» Exercise brief: In the listing beneath this line, copy exactly the lines starting with the one containing "positive clicks: (94, 37) (93, 30)" and going on through the one containing "positive clicks: (1681, 732)".

» Source data:
◆ ◆ ◆ ◆
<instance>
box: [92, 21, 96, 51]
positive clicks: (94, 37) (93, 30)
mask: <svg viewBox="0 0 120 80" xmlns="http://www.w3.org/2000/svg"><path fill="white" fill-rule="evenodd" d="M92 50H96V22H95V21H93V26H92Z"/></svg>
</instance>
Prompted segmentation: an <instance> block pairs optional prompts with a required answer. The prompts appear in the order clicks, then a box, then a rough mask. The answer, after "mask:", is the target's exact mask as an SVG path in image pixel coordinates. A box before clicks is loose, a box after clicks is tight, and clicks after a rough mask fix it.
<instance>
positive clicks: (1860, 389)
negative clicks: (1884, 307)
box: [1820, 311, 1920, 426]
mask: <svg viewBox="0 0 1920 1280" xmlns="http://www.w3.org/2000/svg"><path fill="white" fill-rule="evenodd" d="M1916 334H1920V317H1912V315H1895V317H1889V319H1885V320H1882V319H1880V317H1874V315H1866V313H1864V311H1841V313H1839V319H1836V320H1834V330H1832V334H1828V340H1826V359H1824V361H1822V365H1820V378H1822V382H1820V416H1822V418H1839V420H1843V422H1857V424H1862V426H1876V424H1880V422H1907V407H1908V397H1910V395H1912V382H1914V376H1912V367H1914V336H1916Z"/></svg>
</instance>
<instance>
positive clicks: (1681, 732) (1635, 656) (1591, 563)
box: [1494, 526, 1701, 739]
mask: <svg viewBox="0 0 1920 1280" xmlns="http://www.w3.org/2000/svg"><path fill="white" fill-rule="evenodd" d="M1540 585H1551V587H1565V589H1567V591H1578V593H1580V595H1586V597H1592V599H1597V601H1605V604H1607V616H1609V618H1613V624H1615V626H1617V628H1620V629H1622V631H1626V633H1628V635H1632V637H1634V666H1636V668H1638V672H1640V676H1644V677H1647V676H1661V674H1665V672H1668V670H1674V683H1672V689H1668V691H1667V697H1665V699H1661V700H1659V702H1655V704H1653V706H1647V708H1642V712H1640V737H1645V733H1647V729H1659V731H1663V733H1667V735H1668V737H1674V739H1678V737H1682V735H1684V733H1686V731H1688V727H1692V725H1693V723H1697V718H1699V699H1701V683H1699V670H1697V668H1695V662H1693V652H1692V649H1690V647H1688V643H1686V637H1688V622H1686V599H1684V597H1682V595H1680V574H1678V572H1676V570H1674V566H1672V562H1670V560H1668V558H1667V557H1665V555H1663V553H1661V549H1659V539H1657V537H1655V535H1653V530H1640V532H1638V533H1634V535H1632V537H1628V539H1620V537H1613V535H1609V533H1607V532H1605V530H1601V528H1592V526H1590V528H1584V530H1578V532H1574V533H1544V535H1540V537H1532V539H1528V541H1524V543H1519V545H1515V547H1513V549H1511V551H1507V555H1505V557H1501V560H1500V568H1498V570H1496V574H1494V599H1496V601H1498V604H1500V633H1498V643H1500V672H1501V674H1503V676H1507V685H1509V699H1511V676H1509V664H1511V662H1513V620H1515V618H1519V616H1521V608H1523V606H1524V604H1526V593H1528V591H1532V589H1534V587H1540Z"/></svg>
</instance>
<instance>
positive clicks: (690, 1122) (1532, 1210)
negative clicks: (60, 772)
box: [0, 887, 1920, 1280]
◆ ◆ ◆ ◆
» Result:
positive clicks: (94, 37) (93, 30)
mask: <svg viewBox="0 0 120 80" xmlns="http://www.w3.org/2000/svg"><path fill="white" fill-rule="evenodd" d="M92 50H96V22H95V21H93V26H92Z"/></svg>
</instance>
Prompted segmentation: an <instance> block pairs optional prompts with a required answer. The prompts appear in the order clicks, then a box, then a rough mask. The answer, after "mask:", is the target's exact mask as an SVG path in image pixel coordinates. A box before clicks is loose, a box after clicks is tight, and clicks after a rough mask fix it.
<instance>
positive clicks: (1860, 389)
negative clicks: (1884, 307)
box: [1820, 311, 1920, 426]
mask: <svg viewBox="0 0 1920 1280" xmlns="http://www.w3.org/2000/svg"><path fill="white" fill-rule="evenodd" d="M1916 334H1920V317H1912V315H1895V317H1889V319H1885V320H1882V319H1880V317H1874V315H1866V313H1864V311H1841V313H1839V319H1836V320H1834V330H1832V334H1828V340H1826V359H1824V361H1822V365H1820V378H1822V382H1820V416H1822V418H1839V420H1843V422H1857V424H1862V426H1876V424H1880V422H1907V407H1908V397H1910V395H1912V382H1914V376H1912V367H1914V336H1916Z"/></svg>
</instance>
<instance>
positive clicks: (1681, 732) (1635, 656) (1591, 563)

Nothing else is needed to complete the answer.